Source document:

________________________

Skip to content

The annual Oakland Pride festival will take place downtown this weekend.

Oakland Pride organizers hope to have all-time high attendance this year

on September 8, 2016

The people of Oakland are set to celebrate their annual Pride festival on Sunday, September 11. This will be Oakland’s seventh annual Pride festival and third annual parade since the event returned in 2008.

This year’s festival will have 60 contingents and floats representing lesbian, gay, bisexual and transgender (LGBT) groups marching in Sunday’s parade, which is 18 more than last year. The Pride committee is also hosting an exhibition game with the National Gay Basketball Association, which will be held on Saturday before the parade.

The festival was first celebrated between 1997 and 2004, led by former Oakland City Council member Danny Wan (District 2) and the Oakland LGBT Roundtable. Oakland City Council member Rebecca Kaplan (at-large) and others re-organized the roundtable and re-started the festival in 2008.

According to Carlos Uribe, Oakland Pride board co-chair, attendance has been growing over the years. “Last year we had over 42,000 people, and we hope to grow that number up to 50,000 this year,” he said.

This year, the festival will have four stages for entertainment. “We have a women’s stage, which focuses on female-identified artists,” Uribe said, “a community stage—which is exactly what it sounds like—it is a bunch of different local artists and folks in the community. In addition, we have a Latino stage for Latin artists that are popular to the LGBT Latino community.”

The main stage will feature R&B singer Deborah Cox, whose debut album earned her an American Music Award nomination. She also received the Out Music Pillar Award for fighting for human rights and equality. Lisa Lisa, another R&B singer, will also perform. She is a two-time platinum album winner who has had two number one singles on both the R&B and pop charts.

This is the third year that the rebooted the festival will have a parade. “We are a relatively new organization,” Uribe said. “The parade was added few years ago, because as we growing it was a great next step for our activities.”

The festival will have a children’s and family area, as well. “We are one of the most family-friendly Pride festivals in the country, with a large area dedicated to children and family where we are having a petting zoo, face painting and rides,” Uribe said.

Polly Pagenhart, programs director of the Our Family Coalition, said that most queer spaces are designed by adults with adults in mind, and are not places where you would take kids. “Club culture is still a big part of the queer experience of being a gay adult,” she said. “LGBT people, when they start to raise kids, are often faced with having to let go of queer community and culture in order to have an appropriately enriching experience for their kids.”

________________________

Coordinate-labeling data
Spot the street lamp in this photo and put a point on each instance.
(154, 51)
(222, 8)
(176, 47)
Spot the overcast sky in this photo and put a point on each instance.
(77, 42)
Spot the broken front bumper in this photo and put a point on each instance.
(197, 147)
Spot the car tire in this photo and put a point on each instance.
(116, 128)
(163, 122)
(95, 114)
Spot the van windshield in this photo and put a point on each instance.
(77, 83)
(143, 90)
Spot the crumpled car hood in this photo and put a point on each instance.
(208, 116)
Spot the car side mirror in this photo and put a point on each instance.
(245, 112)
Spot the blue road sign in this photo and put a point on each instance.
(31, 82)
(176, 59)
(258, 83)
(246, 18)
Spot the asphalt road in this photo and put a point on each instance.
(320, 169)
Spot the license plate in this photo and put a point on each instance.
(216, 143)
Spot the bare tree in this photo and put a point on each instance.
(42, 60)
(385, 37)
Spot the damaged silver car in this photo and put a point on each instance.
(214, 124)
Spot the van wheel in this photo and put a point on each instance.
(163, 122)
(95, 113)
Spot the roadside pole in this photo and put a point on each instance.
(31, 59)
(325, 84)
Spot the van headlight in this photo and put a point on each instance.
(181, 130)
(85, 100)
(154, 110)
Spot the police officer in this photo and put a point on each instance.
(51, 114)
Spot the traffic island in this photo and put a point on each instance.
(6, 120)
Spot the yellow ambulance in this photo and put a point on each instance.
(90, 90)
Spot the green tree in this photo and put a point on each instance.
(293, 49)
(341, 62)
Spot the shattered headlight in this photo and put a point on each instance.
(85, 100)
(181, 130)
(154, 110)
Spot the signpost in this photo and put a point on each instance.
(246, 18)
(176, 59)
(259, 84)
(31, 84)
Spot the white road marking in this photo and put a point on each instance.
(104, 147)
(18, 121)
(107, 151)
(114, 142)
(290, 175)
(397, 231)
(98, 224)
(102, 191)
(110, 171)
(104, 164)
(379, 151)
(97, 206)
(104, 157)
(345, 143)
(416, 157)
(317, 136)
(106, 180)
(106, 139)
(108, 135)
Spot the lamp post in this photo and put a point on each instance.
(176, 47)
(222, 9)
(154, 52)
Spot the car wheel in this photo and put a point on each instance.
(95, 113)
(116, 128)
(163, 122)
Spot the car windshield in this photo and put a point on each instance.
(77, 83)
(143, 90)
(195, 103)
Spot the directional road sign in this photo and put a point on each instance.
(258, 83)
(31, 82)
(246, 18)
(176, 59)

________________________

Tasks to perform:
a. According to the Oakland Pride article, how many contingents and floats will march in Sunday's parade?
b. Duplicate the passage of the Oakland Pride article starting at "This year, the" and ending at "and pop charts.".
These records have no connection to the Oakland Pride article.

Results by task:
a. 60 contingents and floats, 18 more than last year.

b.
This year, the festival will have four stages for entertainment. “We have a women’s stage, which focuses on female-identified artists,” Uribe said, “a community stage—which is exactly what it sounds like—it is a bunch of different local artists and folks in the community. In addition, we have a Latino stage for Latin artists that are popular to the LGBT Latino community.”

The main stage will feature R&B singer Deborah Cox, whose debut album earned her an American Music Award nomination. She also received the Out Music Pillar Award for fighting for human rights and equality. Lisa Lisa, another R&B singer, will also perform. She is a two-time platinum album winner who has had two number one singles on both the R&B and pop charts.